*What to produce*. What is needed is an exact copy of every entry, without the pictures.

*Source material*.
== == ==

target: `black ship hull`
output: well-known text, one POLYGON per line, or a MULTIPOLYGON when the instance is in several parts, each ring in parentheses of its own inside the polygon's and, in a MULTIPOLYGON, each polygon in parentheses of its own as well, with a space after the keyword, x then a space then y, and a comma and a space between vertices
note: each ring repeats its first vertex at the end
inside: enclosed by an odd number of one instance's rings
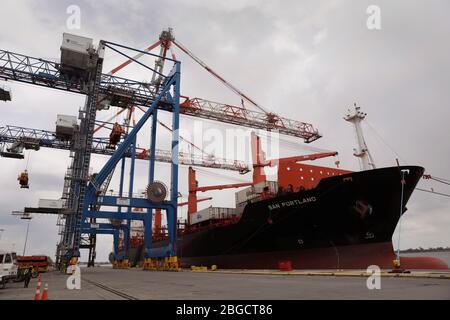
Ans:
MULTIPOLYGON (((178 256, 184 267, 276 269, 288 260, 295 269, 390 268, 401 214, 401 170, 408 170, 404 213, 422 167, 354 172, 322 179, 314 189, 249 203, 236 223, 186 232, 177 241, 178 256)), ((409 267, 446 267, 439 260, 419 260, 409 260, 414 264, 409 267)))

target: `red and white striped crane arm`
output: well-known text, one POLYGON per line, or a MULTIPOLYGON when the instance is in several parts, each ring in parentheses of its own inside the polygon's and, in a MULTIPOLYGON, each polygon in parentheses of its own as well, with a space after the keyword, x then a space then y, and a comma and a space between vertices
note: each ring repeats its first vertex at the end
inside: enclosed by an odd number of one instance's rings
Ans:
POLYGON ((180 112, 185 115, 197 116, 239 126, 267 131, 277 131, 309 143, 321 137, 312 124, 279 117, 273 113, 263 113, 248 110, 241 106, 209 101, 201 98, 184 97, 180 104, 180 112))

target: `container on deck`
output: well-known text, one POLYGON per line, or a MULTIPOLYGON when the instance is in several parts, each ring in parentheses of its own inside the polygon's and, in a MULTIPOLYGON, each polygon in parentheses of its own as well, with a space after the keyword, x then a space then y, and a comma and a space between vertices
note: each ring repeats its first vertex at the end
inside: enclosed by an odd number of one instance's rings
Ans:
POLYGON ((278 191, 278 184, 276 181, 260 182, 252 187, 236 192, 236 207, 240 207, 243 204, 247 204, 249 201, 258 199, 265 187, 268 187, 269 193, 271 194, 276 194, 278 191))
POLYGON ((207 220, 231 219, 235 216, 236 212, 232 208, 209 207, 192 214, 190 222, 196 224, 207 220))

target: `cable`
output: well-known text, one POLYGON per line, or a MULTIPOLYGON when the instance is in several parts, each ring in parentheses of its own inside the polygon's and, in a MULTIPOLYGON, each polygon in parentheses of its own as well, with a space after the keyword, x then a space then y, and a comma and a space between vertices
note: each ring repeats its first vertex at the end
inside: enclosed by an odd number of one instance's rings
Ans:
MULTIPOLYGON (((143 110, 141 107, 138 106, 138 109, 145 113, 145 110, 143 110)), ((157 120, 157 121, 158 121, 158 124, 159 124, 160 126, 162 126, 164 129, 166 129, 166 130, 168 130, 168 131, 170 131, 170 132, 173 132, 172 128, 170 128, 168 125, 164 124, 164 123, 163 123, 162 121, 160 121, 160 120, 157 120)), ((214 158, 214 155, 213 155, 213 154, 210 154, 210 153, 205 152, 202 148, 196 146, 193 142, 189 141, 188 139, 184 138, 183 136, 179 136, 179 138, 180 138, 181 141, 187 143, 188 147, 193 147, 193 148, 199 150, 199 151, 200 151, 201 153, 203 153, 204 155, 206 155, 206 156, 208 156, 208 157, 214 158)), ((191 153, 191 152, 189 152, 189 153, 190 153, 190 154, 193 154, 193 153, 191 153)))
POLYGON ((28 163, 30 162, 30 158, 31 158, 31 150, 28 151, 27 165, 26 165, 26 167, 25 167, 25 170, 27 170, 27 171, 29 171, 29 170, 28 170, 28 163))
POLYGON ((450 182, 447 182, 446 179, 439 179, 439 178, 433 177, 433 176, 431 177, 431 179, 434 180, 434 181, 437 181, 437 182, 440 182, 440 183, 443 183, 443 184, 446 184, 446 185, 450 186, 450 182))
POLYGON ((402 191, 401 191, 401 195, 400 195, 400 216, 398 218, 398 242, 397 242, 397 260, 400 261, 400 235, 402 232, 402 217, 403 217, 403 208, 405 207, 405 205, 403 204, 403 193, 404 193, 404 189, 405 189, 405 171, 402 170, 402 191))
POLYGON ((443 181, 445 181, 445 182, 450 182, 449 179, 439 178, 439 177, 435 177, 435 176, 432 176, 432 178, 434 178, 434 179, 439 179, 439 180, 443 180, 443 181))
MULTIPOLYGON (((164 123, 161 122, 160 120, 158 120, 158 124, 161 125, 164 129, 166 129, 166 130, 168 130, 168 131, 170 131, 170 132, 173 132, 173 130, 172 130, 168 125, 164 124, 164 123)), ((182 137, 182 136, 179 136, 179 138, 180 138, 180 140, 182 140, 183 142, 187 143, 188 146, 193 147, 193 148, 199 150, 199 151, 200 151, 201 153, 203 153, 204 155, 207 155, 207 156, 209 156, 209 157, 213 157, 213 158, 214 158, 214 155, 213 155, 213 154, 210 154, 210 153, 205 152, 202 148, 197 147, 194 143, 192 143, 191 141, 187 140, 186 138, 184 138, 184 137, 182 137)))
POLYGON ((201 67, 203 67, 206 71, 208 71, 212 76, 214 76, 217 80, 222 82, 228 89, 233 91, 235 94, 240 96, 242 99, 246 100, 253 106, 260 109, 262 112, 268 114, 269 112, 263 108, 261 105, 253 101, 251 98, 249 98, 246 94, 244 94, 242 91, 240 91, 238 88, 236 88, 234 85, 232 85, 229 81, 225 80, 221 76, 219 76, 214 70, 212 70, 205 62, 200 60, 196 55, 194 55, 191 51, 189 51, 184 45, 182 45, 180 42, 173 40, 172 41, 181 51, 186 53, 189 57, 191 57, 195 62, 197 62, 201 67))
POLYGON ((421 189, 421 188, 416 188, 416 190, 419 190, 419 191, 422 191, 422 192, 433 193, 433 194, 436 194, 436 195, 438 195, 438 196, 443 196, 443 197, 448 197, 448 198, 450 198, 450 194, 445 194, 445 193, 440 193, 440 192, 430 191, 430 190, 421 189))
POLYGON ((200 169, 200 168, 196 168, 195 171, 197 171, 197 172, 199 172, 201 174, 210 176, 210 177, 217 177, 217 176, 219 176, 219 177, 224 178, 226 180, 234 180, 234 181, 243 182, 243 183, 248 182, 248 181, 245 181, 243 179, 239 179, 239 178, 236 178, 236 177, 230 177, 230 176, 227 176, 225 174, 218 173, 218 171, 214 171, 214 173, 212 173, 212 172, 209 172, 207 170, 200 169))
MULTIPOLYGON (((370 124, 370 122, 367 119, 365 119, 364 122, 367 124, 367 127, 369 129, 371 129, 373 131, 373 133, 375 133, 375 135, 378 137, 378 139, 380 139, 380 141, 383 142, 397 156, 397 158, 402 160, 404 163, 407 163, 407 161, 405 161, 405 159, 403 159, 403 157, 401 157, 394 150, 394 148, 381 136, 381 134, 379 134, 378 131, 375 130, 375 128, 370 124)), ((450 185, 450 180, 449 179, 439 178, 439 177, 435 177, 435 176, 431 176, 431 179, 434 180, 434 181, 446 184, 446 185, 450 185)), ((439 192, 429 191, 429 190, 420 189, 420 188, 416 188, 416 189, 419 190, 419 191, 423 191, 423 192, 434 193, 434 194, 437 194, 437 195, 450 197, 450 195, 439 193, 439 192)))
POLYGON ((397 151, 395 151, 394 148, 391 147, 389 143, 387 143, 387 141, 378 133, 377 130, 375 130, 375 128, 369 123, 369 121, 367 121, 367 119, 365 119, 364 122, 367 124, 369 129, 371 129, 375 133, 375 135, 381 140, 381 142, 383 142, 397 156, 398 159, 402 160, 404 163, 408 163, 408 161, 405 161, 405 159, 403 159, 403 157, 401 157, 397 153, 397 151))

== == ==

*Answer to this exercise*.
target: `black ship hull`
output: well-known text, one POLYGON per line, or a MULTIPOLYGON when the instance is in several parts, each ring in parentheses of its own inside the polygon's and, in a MULTIPOLYGON, each polygon in parentheses of its own as well, with a space after the keyword, x then a space then y, and a comma and a space between vertices
note: each ring repeats its first vertex at the end
inside: enclosed by an odd number of one instance's rings
Ans:
MULTIPOLYGON (((178 256, 184 267, 276 269, 288 260, 295 269, 390 268, 401 214, 401 170, 408 170, 404 213, 422 167, 354 172, 322 179, 314 189, 249 203, 236 223, 186 232, 177 241, 178 256)), ((409 267, 446 267, 439 260, 419 260, 409 260, 414 264, 409 267)))

target: `red and white striped crane arm`
output: well-known text, one POLYGON per line, or a MULTIPOLYGON when the instance is in several parts, each ring in parentheses of its own inside the polygon's and, in a MULTIPOLYGON, each polygon in parentheses of its own as well, with a space after the keyword, x then a space then y, and a comma and a space between vertices
note: each ring repeats its first vertex at the end
inside: enclosed by an odd number of one instance's rings
Ans:
POLYGON ((180 112, 185 115, 197 116, 239 126, 267 131, 277 131, 309 143, 321 137, 312 124, 279 117, 273 113, 263 113, 248 110, 241 106, 209 101, 201 98, 184 97, 180 104, 180 112))

target: `container on deck`
output: well-known text, one POLYGON per line, or a MULTIPOLYGON when the instance is in several parts, each ring in parentheses of its own inside the polygon's and, in a MULTIPOLYGON, each polygon in parentheses of its own as well, with a space after the keyword, x then a space then y, and a comma and a space between vertices
note: each ring repeats its first vertex at the end
inside: enclosed by an odd number of one instance's rings
Ans:
POLYGON ((278 191, 278 184, 276 181, 260 182, 252 187, 236 192, 236 207, 240 207, 243 204, 247 204, 249 201, 258 199, 265 187, 268 187, 269 193, 271 194, 276 194, 278 191))
POLYGON ((207 220, 231 219, 235 216, 236 212, 232 208, 209 207, 192 214, 190 222, 196 224, 207 220))

target: `cable`
output: well-known text, one POLYGON per line, or a MULTIPOLYGON when the instance is in several parts, each ring in parentheses of its own inside the polygon's and, in a MULTIPOLYGON, each polygon in parentheses of its own as well, with a space after the keyword, x then a space then y, and a comma and a space between vertices
note: each ring repeats its first vertex at the end
inside: enclosed by an odd number of one instance's rings
Ans:
MULTIPOLYGON (((143 110, 141 107, 138 106, 138 109, 145 113, 145 110, 143 110)), ((157 120, 157 121, 158 121, 158 124, 159 124, 160 126, 162 126, 164 129, 166 129, 166 130, 168 130, 168 131, 170 131, 170 132, 173 132, 172 128, 170 128, 168 125, 164 124, 164 123, 163 123, 162 121, 160 121, 160 120, 157 120)), ((214 158, 214 155, 213 155, 213 154, 210 154, 210 153, 205 152, 202 148, 196 146, 193 142, 189 141, 188 139, 184 138, 183 136, 179 136, 179 138, 180 138, 181 141, 187 143, 188 147, 193 147, 193 148, 199 150, 199 151, 200 151, 201 153, 203 153, 204 155, 206 155, 206 156, 208 156, 208 157, 214 158)), ((191 153, 191 152, 189 152, 189 153, 190 153, 190 154, 193 154, 193 153, 191 153)))
POLYGON ((28 163, 30 162, 30 158, 31 158, 31 150, 28 151, 27 165, 26 165, 26 167, 25 167, 25 170, 27 170, 27 171, 29 171, 29 170, 28 170, 28 163))
POLYGON ((450 182, 447 182, 446 179, 439 179, 439 178, 433 177, 433 176, 431 177, 431 179, 434 180, 434 181, 437 181, 437 182, 440 182, 440 183, 443 183, 443 184, 446 184, 446 185, 450 186, 450 182))
POLYGON ((402 191, 401 191, 401 195, 400 195, 400 216, 398 218, 398 242, 397 242, 397 260, 400 261, 400 235, 402 232, 402 217, 403 217, 403 208, 405 207, 405 205, 403 204, 403 193, 404 193, 404 189, 405 189, 405 171, 402 170, 402 191))
POLYGON ((443 181, 445 181, 445 182, 450 182, 449 179, 439 178, 439 177, 435 177, 435 176, 432 176, 432 178, 434 178, 434 179, 439 179, 439 180, 443 180, 443 181))
MULTIPOLYGON (((164 123, 161 122, 160 120, 158 120, 158 124, 161 125, 164 129, 166 129, 166 130, 168 130, 168 131, 170 131, 170 132, 173 132, 173 130, 172 130, 168 125, 164 124, 164 123)), ((182 137, 182 136, 179 136, 179 138, 180 138, 180 140, 182 140, 183 142, 187 143, 188 146, 193 147, 193 148, 199 150, 199 151, 200 151, 201 153, 203 153, 204 155, 207 155, 207 156, 209 156, 209 157, 213 157, 213 158, 214 158, 214 155, 213 155, 213 154, 210 154, 210 153, 205 152, 202 148, 197 147, 194 143, 192 143, 191 141, 187 140, 186 138, 184 138, 184 137, 182 137)))
POLYGON ((201 67, 203 67, 206 71, 208 71, 212 76, 214 76, 217 80, 222 82, 228 89, 233 91, 235 94, 240 96, 242 99, 246 100, 253 106, 260 109, 262 112, 268 114, 269 112, 263 108, 261 105, 253 101, 251 98, 249 98, 246 94, 244 94, 242 91, 240 91, 238 88, 236 88, 234 85, 232 85, 229 81, 225 80, 221 76, 219 76, 214 70, 212 70, 205 62, 200 60, 196 55, 194 55, 191 51, 189 51, 184 45, 182 45, 180 42, 173 40, 172 41, 181 51, 186 53, 189 57, 191 57, 195 62, 197 62, 201 67))
POLYGON ((421 189, 421 188, 416 188, 416 190, 419 190, 419 191, 422 191, 422 192, 433 193, 433 194, 436 194, 436 195, 438 195, 438 196, 443 196, 443 197, 448 197, 448 198, 450 198, 450 194, 445 194, 445 193, 440 193, 440 192, 430 191, 430 190, 421 189))
POLYGON ((200 169, 200 168, 196 168, 195 171, 197 171, 197 172, 199 172, 201 174, 210 176, 210 177, 217 177, 217 176, 219 176, 219 177, 224 178, 226 180, 234 180, 234 181, 243 182, 243 183, 248 182, 248 181, 245 181, 243 179, 239 179, 239 178, 236 178, 236 177, 230 177, 230 176, 227 176, 225 174, 218 173, 218 171, 214 171, 214 173, 212 173, 212 172, 209 172, 207 170, 200 169))
MULTIPOLYGON (((370 124, 370 122, 367 119, 365 119, 364 122, 367 124, 367 127, 369 129, 371 129, 373 131, 373 133, 375 133, 375 135, 378 137, 378 139, 380 139, 380 141, 383 142, 397 156, 397 158, 402 160, 404 163, 407 163, 407 161, 405 161, 405 159, 403 159, 403 157, 401 157, 394 150, 394 148, 381 136, 381 134, 379 134, 378 131, 375 130, 375 128, 370 124)), ((450 185, 450 180, 449 179, 439 178, 439 177, 435 177, 435 176, 431 176, 431 179, 434 180, 434 181, 446 184, 446 185, 450 185)), ((439 192, 429 191, 429 190, 420 189, 420 188, 416 188, 416 189, 419 190, 419 191, 423 191, 423 192, 434 193, 434 194, 437 194, 437 195, 450 197, 450 195, 439 193, 439 192)))
POLYGON ((397 151, 395 151, 394 148, 391 147, 389 143, 387 143, 387 141, 378 133, 377 130, 375 130, 375 128, 369 123, 369 121, 367 121, 367 119, 365 119, 364 122, 367 124, 369 129, 371 129, 375 133, 375 135, 381 140, 381 142, 383 142, 397 156, 398 159, 402 160, 404 163, 408 163, 408 161, 405 161, 405 159, 403 159, 403 157, 401 157, 397 153, 397 151))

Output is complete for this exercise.